▶ **DOCUMENT TEXT**
- Directed by: Tapas Sargharia
- Written by: Sanjay Mahakul,Sakti Baral
- Screenplay by: Tapas Sargharia Debidutta Mohanty
- Produced by: Tarang Cine Productions
- Starring: Anubhav Mohanty Sivani Sangita Tamanna Vyas
- Edited by: Rajesh Dash
- Music by: Prem Anand
- Release date: 16 October 2018 (Odisha);
- Country: India
- Language: Odia

= Prem Kumar: Salesman of the Year =

2018 Ollywood Movie by Tapas Sargharia

Prem Kumar: Salesman of the Year is a 2018 Action Odia language film directed by Tapas Sargharia and produced under banner Tarang Cine Productions. The movie stars Anubhav Mohanty, Tamanna Vyas and Shivani in lead roles. The movie is a remake of 2016 Punjabi movie Ambarsariya.

== Plot ==
Kumar aka Prem Kumar is a policy agent in an insurance company. He is very successful, selling 50 policies in a single day.

▶ **WHAT IS REQUIRED**
Continue the article about the film Prem Kumar: Salesman of the Year, picking up right after the last sentence of its plot section.

▶ **INFORMATION SHOWN**
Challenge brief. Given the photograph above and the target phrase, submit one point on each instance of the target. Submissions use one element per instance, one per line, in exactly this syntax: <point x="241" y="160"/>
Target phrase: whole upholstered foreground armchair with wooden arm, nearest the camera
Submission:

▶ **RESULT OF THIS EXERCISE**
The story then switches to RAW headquarters where Prem is entering as an officer. It is revealed that Prem is a RAW secret agent disguised as an insurance agent. He was assigned to decode a phone call from which he learned that the defense minister's life is at risk and some person named SAROJ is to kill him in Bhubaneswar. He set out to Bhubaneswar to trace the person and tracked down three suspects, namely Saroj Das, an event manager; Saroj, a dance teacher; and Saroj Khan, a very intelligent lady with ambitious of becoming an actress. He starts to spy on them. Meanwhile, he rents a room at Simran's house and eventually falls in love with her.

During his investigation he discovers that all the people he has suspected are innocent and have no connections to terrorist groups. Simran thinks he has deceived her and asks him to leave. Prem, out of duty, does not tell her his real identity and leaves.

Prem begins to track down the real culprit and comes in contact with one of henchmen of the group who tried to kill him. He learns that there is no change in plan and Saroj is going to kill the minister. He tries to pass the information to Simran, but she doesn't respond. He calls Saroj Das who succeeds in passing the information to Simran; she is told to reveal it only to the minister or his secretary.

When Simran speaks to the secretary, he takes her away from the auditorium and locks her in a room. It is then revealed that the secretary is the mastermind. Meanwhile, Prem reaches the hall and is also kidnapped by the secretary. After an intense fight with the secretary's henchmen, he saves Simran and heads off to save the minister. Saroj Khan has been watching all this from a control room and comes to help Prem take care of Simran.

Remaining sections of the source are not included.